**What needs to be done**: Nothing in the entries may be altered; copy them in full.

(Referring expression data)

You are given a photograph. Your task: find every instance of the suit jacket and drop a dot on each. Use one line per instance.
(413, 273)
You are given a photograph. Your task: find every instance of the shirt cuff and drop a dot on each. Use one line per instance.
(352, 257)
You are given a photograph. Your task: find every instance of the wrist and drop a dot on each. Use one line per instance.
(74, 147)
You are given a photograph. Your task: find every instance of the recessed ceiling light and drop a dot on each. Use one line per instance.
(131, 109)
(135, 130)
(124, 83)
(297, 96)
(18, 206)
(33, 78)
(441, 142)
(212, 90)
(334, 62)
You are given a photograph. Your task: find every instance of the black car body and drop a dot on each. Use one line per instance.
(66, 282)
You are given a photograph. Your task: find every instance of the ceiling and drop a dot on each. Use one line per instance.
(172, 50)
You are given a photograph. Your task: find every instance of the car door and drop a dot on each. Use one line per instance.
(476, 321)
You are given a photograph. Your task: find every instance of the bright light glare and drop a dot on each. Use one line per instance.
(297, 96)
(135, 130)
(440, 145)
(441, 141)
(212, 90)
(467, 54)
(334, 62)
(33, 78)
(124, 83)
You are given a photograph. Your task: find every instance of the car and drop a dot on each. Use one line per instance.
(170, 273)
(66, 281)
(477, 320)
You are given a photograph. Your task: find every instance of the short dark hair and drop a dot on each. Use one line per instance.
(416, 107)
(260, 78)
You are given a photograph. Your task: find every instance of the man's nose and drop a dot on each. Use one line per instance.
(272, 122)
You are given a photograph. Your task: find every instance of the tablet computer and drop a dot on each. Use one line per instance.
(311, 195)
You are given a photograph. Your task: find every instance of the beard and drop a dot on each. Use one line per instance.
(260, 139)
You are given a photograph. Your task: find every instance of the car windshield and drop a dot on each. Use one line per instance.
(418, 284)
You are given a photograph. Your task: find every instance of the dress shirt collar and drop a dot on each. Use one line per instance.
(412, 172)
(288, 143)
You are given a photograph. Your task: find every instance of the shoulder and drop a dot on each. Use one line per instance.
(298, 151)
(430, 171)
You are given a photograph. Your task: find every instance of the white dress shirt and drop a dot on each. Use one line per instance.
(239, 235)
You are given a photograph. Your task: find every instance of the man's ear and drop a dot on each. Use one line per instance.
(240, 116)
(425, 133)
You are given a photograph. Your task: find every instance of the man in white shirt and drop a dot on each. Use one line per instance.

**Solution to this exercise**:
You are given a photograph. Your task: find every instance of the suit jacket and drop a dot on each. Use one line per instance.
(413, 273)
You are given a photograph. Your task: find every instance of the shirt cuff and drop a dot on each. Use one line per instance.
(352, 257)
You are given a photograph. Your task: find every instance of the wrist and drop a dot on each. Use one line per instance.
(74, 147)
You are given a photograph. Your task: find every instance of the recessed ceiling light and drop a dot on each. Use one line per instance.
(131, 109)
(135, 130)
(124, 83)
(297, 96)
(18, 206)
(33, 78)
(441, 142)
(212, 90)
(334, 62)
You are given a photograph. Your task: find every instance of the black car body and drop a dot on each. Use one line per instance.
(66, 282)
You are given a photograph. Your task: find every instance of the ceiling and drop a dot on each. Use one line per instance.
(172, 50)
You are given a photograph. Your task: find every instance of the car door and drop a dot on each. Use one line per instance.
(476, 321)
You are given a photograph. Your task: find every instance of the bright light glare and drop a dot on each. Use one line per instance.
(297, 96)
(135, 130)
(440, 145)
(441, 141)
(212, 90)
(467, 54)
(334, 62)
(33, 78)
(124, 83)
You are given a photograph. Your task: find every instance of the car and drop a dot on each. Use one line per instance.
(170, 273)
(66, 281)
(477, 320)
You are given a photograph. Your task: find every instance of the short dark hair and drop a dot on each. Use one line per instance.
(416, 107)
(260, 78)
You are given a photograph. Your task: find every instance of the man's nose and drop a dot on each. Use one line per instance.
(272, 122)
You are given a photograph. Your task: find every instance of the tablet computer and drop a dot on each. Use one line per instance.
(311, 195)
You are given a photograph. Your task: find every instance of the beard and drop a dot on each. Use one line per instance.
(260, 139)
You are given a photograph. Your task: find every instance of the car windshield and drop a dot on each. Use one line per instance.
(418, 284)
You are given a photograph. Your task: find every instance of the dress shirt collar and drop a dot on each. Use one line per instance.
(412, 172)
(288, 143)
You are given a photograph. Your task: find every instance of the shoulder and drop a dot on each. Use one line per instance.
(298, 151)
(430, 171)
You are given a photograph. Your task: find every instance of the white dress shirt and drop a dot on each. Use one line per instance.
(239, 235)
You are given a photograph. Your task: find every instance of the man's ear and drop a dot on each. Use one line per instance.
(240, 116)
(425, 133)
You are given a photograph. Your task: find every instance of the man in white shirt and drop a dot on each. Use one line per instance.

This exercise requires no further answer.